## TEXT SECTION
--- Start ---
The Burning Moon (1992)
What fan of strange horror films could resist this description of a German film made in the 1990s: “A young drug addict reads his little sister two macabre bedtime stories, one about a serial killer on a blind date, the other about a psychotic priest terrorizing his village.” The information on it says that it is really gory, which doesn’t interest me as much as tension and suspense do, but I’d like to see this for the same reason that I wanted to see House before.
The Conformist (1970)
I like Bertolucci but am not really into movies about Nazis, so I had ignored this movie previously. Then it came up in a show about movies that referenced Nazi movies like The Damned, and the critics they interviewed kept saying that this is a great movie. I gave Bertolucci’s overly long 1900 a chance, so I’ll probably do the same with this one.
After Sun (2022)
--- End ---
## WRITTEN EXERCISE 1
Answer these questions using the movie list:
(a) According to the quoted description of The Burning Moon, what does the young drug addict do for his little sister?
(b) What does the writer say interests them more than gore?
(c) Which overly long Bertolucci film did the writer give a chance?
## WRITTEN EXERCISE 2
Transcribe the movie list from "What fan of" to "with this one.".
The records that come after this text are separate material and have no connection to it.

## GIVEN INFORMATION
--- Start ---
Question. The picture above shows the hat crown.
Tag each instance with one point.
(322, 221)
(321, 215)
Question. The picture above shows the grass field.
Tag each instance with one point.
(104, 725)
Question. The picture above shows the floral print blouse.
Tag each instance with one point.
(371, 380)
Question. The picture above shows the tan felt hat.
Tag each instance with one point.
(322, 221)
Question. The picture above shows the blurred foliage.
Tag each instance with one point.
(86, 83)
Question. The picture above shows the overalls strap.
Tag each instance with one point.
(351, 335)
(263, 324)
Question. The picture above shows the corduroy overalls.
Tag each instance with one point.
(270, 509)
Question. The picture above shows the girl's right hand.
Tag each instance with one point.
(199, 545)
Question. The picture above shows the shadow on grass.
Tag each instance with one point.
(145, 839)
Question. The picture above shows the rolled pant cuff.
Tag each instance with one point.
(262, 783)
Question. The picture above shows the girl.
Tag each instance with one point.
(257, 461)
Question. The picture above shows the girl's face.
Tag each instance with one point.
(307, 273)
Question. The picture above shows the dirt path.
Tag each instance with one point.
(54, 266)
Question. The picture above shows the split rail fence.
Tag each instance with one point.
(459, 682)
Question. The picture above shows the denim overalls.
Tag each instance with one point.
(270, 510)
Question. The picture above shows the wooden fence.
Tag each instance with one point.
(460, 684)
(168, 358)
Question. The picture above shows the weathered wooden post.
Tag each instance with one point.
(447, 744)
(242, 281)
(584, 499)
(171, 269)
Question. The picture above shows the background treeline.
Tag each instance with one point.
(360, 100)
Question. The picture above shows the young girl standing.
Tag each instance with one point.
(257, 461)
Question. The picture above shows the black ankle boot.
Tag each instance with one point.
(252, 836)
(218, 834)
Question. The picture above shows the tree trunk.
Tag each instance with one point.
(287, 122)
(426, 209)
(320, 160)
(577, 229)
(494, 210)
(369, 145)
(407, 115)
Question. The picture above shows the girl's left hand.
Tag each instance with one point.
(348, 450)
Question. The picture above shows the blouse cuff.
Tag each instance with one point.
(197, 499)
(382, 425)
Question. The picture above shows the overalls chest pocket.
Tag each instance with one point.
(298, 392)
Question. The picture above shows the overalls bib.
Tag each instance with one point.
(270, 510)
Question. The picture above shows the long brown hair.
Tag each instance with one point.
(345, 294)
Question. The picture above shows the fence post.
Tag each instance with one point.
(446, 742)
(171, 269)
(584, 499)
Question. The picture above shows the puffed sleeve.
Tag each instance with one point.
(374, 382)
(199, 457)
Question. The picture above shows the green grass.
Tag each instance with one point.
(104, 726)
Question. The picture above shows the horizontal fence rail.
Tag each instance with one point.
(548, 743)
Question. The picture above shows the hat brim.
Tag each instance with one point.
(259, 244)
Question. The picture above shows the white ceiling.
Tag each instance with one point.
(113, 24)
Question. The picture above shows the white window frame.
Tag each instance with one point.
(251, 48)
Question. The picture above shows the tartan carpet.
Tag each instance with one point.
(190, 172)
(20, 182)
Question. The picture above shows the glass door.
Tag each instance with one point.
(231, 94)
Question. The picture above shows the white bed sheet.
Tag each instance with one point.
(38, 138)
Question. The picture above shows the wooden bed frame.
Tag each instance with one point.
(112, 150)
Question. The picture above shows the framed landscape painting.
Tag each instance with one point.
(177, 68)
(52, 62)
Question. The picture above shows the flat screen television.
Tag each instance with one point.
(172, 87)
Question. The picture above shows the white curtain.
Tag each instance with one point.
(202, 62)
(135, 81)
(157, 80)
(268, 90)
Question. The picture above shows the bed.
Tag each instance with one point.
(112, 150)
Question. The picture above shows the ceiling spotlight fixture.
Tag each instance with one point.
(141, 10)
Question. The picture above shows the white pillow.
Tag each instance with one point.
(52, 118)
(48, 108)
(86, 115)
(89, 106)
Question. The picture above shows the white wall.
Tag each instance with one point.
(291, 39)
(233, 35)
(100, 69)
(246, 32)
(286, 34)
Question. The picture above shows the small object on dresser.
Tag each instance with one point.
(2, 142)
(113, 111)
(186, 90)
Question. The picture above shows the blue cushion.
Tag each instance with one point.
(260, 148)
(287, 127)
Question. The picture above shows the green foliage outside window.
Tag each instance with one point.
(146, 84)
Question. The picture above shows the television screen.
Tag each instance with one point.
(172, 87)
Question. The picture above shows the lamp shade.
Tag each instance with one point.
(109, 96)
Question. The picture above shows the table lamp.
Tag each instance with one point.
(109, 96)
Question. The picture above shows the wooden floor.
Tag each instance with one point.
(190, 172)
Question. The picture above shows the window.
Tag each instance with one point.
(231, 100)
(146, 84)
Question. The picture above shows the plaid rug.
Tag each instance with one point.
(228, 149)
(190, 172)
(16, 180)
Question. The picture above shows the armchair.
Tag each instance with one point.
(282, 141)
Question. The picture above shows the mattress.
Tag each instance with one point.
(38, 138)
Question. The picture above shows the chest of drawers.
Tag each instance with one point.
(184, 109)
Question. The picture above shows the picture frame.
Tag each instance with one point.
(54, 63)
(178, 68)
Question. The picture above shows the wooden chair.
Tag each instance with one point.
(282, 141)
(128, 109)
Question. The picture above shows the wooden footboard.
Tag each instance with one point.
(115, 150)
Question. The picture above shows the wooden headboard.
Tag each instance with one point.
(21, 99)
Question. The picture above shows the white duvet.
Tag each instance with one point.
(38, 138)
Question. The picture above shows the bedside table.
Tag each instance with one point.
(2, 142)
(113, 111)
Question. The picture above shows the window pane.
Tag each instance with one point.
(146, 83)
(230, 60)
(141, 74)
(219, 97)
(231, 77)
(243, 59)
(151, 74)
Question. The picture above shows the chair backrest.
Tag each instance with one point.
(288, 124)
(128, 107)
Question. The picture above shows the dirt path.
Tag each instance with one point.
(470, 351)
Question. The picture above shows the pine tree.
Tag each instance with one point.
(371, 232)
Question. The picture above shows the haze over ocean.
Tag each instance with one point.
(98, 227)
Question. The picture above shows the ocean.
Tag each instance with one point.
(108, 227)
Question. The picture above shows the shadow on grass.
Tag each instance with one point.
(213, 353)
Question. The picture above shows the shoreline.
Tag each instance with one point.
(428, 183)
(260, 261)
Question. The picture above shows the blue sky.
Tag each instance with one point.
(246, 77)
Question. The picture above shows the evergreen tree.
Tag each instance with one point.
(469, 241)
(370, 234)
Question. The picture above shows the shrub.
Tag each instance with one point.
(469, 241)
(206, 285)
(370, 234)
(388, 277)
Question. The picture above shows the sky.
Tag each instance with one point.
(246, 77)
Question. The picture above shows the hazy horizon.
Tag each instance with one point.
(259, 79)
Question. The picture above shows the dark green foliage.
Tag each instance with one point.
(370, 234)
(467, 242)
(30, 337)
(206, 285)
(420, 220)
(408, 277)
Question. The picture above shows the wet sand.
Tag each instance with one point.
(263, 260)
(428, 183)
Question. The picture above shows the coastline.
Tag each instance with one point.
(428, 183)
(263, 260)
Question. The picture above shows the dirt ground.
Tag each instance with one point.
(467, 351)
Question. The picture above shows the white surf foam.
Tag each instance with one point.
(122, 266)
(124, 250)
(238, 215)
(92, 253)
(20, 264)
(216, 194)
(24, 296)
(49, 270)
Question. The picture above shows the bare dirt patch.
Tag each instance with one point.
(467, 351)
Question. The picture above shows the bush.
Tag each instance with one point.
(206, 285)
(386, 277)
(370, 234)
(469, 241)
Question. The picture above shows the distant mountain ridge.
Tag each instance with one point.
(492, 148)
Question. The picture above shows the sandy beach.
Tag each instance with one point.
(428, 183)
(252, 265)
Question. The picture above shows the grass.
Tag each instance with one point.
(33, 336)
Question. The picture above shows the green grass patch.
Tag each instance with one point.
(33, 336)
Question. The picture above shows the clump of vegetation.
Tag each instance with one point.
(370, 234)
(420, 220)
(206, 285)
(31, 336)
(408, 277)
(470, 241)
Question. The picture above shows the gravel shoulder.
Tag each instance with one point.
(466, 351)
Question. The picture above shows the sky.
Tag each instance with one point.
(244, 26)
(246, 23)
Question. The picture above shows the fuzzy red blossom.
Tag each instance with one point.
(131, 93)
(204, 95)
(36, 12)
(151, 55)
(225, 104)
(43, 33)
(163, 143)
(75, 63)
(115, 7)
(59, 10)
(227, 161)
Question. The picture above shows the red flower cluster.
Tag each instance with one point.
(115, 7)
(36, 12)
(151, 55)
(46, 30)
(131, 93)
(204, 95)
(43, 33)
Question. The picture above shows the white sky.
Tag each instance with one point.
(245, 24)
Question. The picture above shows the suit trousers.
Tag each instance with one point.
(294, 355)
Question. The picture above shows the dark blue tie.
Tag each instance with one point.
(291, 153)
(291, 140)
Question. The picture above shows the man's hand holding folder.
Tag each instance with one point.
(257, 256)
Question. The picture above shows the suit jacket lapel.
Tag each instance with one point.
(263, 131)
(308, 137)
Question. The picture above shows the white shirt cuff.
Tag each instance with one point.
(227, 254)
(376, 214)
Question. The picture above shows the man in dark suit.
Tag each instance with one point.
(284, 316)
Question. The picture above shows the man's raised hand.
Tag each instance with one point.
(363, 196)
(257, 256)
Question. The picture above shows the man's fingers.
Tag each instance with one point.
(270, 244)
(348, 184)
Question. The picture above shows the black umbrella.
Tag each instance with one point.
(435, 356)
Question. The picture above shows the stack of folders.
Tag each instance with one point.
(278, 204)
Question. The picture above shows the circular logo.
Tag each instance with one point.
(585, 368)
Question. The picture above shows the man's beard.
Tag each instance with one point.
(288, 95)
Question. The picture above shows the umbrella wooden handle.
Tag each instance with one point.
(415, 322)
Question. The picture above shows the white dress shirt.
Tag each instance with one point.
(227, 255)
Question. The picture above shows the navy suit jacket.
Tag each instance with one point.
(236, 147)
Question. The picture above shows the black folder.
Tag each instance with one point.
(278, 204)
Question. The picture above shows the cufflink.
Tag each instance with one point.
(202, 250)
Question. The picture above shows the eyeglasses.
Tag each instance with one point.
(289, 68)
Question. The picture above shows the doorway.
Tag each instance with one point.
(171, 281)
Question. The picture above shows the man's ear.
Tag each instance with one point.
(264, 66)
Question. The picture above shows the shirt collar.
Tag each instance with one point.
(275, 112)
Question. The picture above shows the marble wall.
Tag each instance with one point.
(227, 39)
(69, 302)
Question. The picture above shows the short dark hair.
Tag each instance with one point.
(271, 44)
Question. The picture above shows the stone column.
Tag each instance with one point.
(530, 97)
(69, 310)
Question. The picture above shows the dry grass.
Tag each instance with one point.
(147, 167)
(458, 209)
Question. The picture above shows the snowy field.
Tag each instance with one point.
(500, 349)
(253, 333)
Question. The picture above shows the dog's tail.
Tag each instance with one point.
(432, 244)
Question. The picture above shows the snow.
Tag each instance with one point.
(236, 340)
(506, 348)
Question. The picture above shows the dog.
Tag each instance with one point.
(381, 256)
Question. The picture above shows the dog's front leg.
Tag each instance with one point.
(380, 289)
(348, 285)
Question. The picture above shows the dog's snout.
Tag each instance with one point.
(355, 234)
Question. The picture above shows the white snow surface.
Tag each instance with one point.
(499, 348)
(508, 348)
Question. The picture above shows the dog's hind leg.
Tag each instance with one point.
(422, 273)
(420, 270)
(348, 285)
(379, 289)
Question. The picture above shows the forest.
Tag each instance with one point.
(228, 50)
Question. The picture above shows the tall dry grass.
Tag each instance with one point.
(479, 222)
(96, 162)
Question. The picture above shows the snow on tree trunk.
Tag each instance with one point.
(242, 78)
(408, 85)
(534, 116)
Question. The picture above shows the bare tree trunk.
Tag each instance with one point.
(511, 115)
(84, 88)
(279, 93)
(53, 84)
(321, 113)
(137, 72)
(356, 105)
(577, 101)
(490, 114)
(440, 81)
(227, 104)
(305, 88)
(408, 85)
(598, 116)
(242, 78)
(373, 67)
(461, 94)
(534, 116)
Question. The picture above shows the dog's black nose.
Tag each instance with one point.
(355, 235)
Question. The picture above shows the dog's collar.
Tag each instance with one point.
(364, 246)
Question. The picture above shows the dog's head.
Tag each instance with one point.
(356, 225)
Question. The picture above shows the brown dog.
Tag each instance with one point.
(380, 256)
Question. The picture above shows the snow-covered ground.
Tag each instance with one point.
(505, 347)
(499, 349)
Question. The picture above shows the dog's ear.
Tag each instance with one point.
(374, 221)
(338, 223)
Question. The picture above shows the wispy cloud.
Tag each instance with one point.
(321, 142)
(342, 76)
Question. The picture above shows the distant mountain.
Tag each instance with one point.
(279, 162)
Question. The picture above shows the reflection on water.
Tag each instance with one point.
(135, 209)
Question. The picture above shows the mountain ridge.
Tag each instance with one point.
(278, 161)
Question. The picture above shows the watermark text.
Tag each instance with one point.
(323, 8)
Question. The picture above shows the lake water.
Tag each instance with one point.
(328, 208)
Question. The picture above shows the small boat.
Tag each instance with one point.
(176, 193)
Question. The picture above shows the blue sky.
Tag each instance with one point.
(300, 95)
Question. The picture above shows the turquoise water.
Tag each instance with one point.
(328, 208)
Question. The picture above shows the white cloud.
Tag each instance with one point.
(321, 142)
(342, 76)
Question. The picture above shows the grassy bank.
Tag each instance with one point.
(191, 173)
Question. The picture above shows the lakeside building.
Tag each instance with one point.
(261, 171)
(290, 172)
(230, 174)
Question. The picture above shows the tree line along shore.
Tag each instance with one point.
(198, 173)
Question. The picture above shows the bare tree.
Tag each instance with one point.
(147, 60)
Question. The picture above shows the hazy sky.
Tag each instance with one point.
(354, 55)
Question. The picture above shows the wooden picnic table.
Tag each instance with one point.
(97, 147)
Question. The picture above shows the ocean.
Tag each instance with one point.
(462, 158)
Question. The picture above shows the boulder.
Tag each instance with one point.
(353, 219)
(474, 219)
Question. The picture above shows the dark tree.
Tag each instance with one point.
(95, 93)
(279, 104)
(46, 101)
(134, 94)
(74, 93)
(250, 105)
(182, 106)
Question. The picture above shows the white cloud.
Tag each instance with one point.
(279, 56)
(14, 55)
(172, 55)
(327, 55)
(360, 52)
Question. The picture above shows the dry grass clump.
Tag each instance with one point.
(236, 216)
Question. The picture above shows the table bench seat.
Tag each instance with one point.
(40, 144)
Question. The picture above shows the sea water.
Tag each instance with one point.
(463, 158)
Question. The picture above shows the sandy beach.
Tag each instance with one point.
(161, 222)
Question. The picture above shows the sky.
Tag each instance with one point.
--- End ---
## RESULT 1
(a) He reads her two macabre bedtime stories.
(b) Tension and suspense.
(c) 1900.

## RESULT 2
What fan of strange horror films could resist this description of a German film made in the 1990s: “A young drug addict reads his little sister two macabre bedtime stories, one about a serial killer on a blind date, the other about a psychotic priest terrorizing his village.” The information on it says that it is really gory, which doesn’t interest me as much as tension and suspense do, but I’d like to see this for the same reason that I wanted to see House before.
The Conformist (1970)
I like Bertolucci but am not really into movies about Nazis, so I had ignored this movie previously. Then it came up in a show about movies that referenced Nazi movies like The Damned, and the critics they interviewed kept saying that this is a great movie. I gave Bertolucci’s overly long 1900 a chance, so I’ll probably do the same with this one.